[Direction]: Echo every line of the listing word for word, leaving out the pictures.

[Exercise data]:
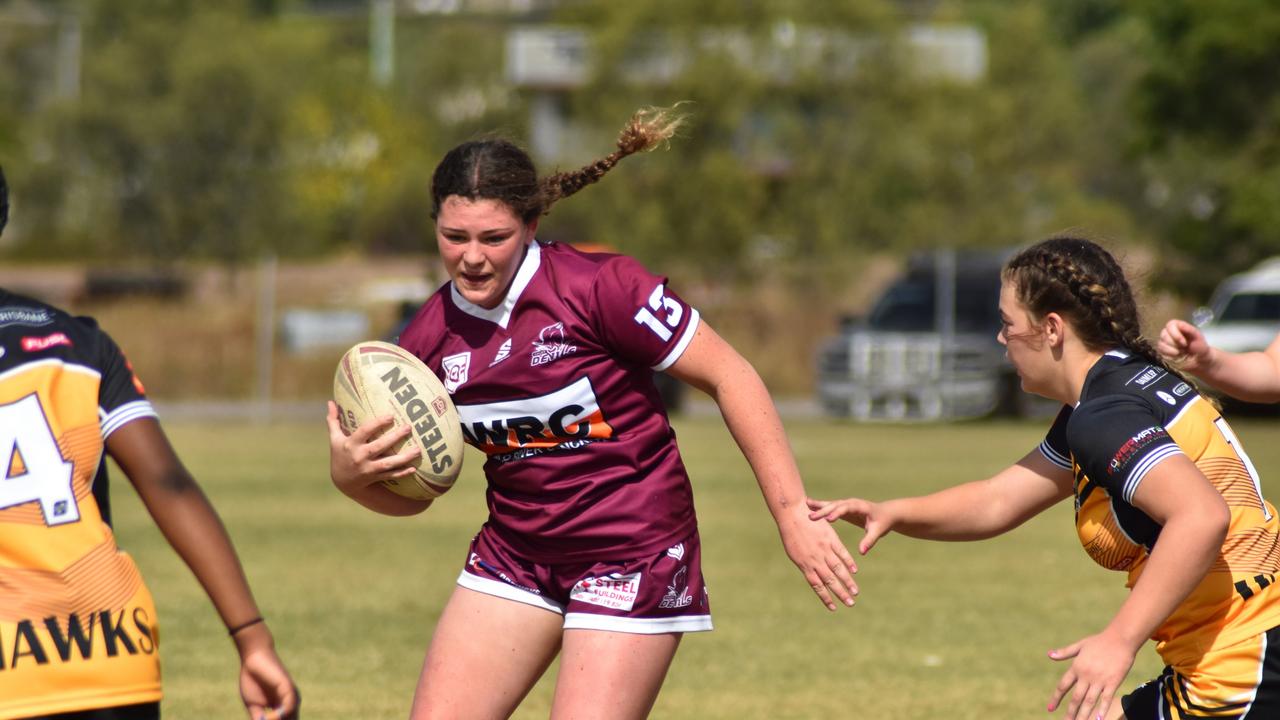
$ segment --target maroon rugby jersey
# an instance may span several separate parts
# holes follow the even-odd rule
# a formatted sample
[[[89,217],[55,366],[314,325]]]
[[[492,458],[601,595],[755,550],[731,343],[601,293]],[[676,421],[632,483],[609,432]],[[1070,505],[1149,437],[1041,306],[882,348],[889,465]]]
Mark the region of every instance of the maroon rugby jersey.
[[[539,562],[660,552],[696,528],[653,384],[698,311],[635,260],[530,243],[502,305],[445,283],[399,345],[453,396],[488,456],[488,525]]]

[Solution]:
$ segment --target maroon rugby jersey
# an instance may span several separate parts
# holes follow the even-odd rule
# a formatted sample
[[[89,217],[55,366],[314,325]]]
[[[492,458],[601,595],[755,550],[731,343],[601,293]],[[676,421],[632,483],[609,432]],[[1070,505],[1149,437],[1041,306],[882,348],[889,465]]]
Mark the region of every instance of the maroon rugby jersey.
[[[539,562],[660,552],[696,528],[653,384],[698,311],[635,260],[530,243],[502,305],[445,283],[399,345],[453,396],[488,456],[488,525]]]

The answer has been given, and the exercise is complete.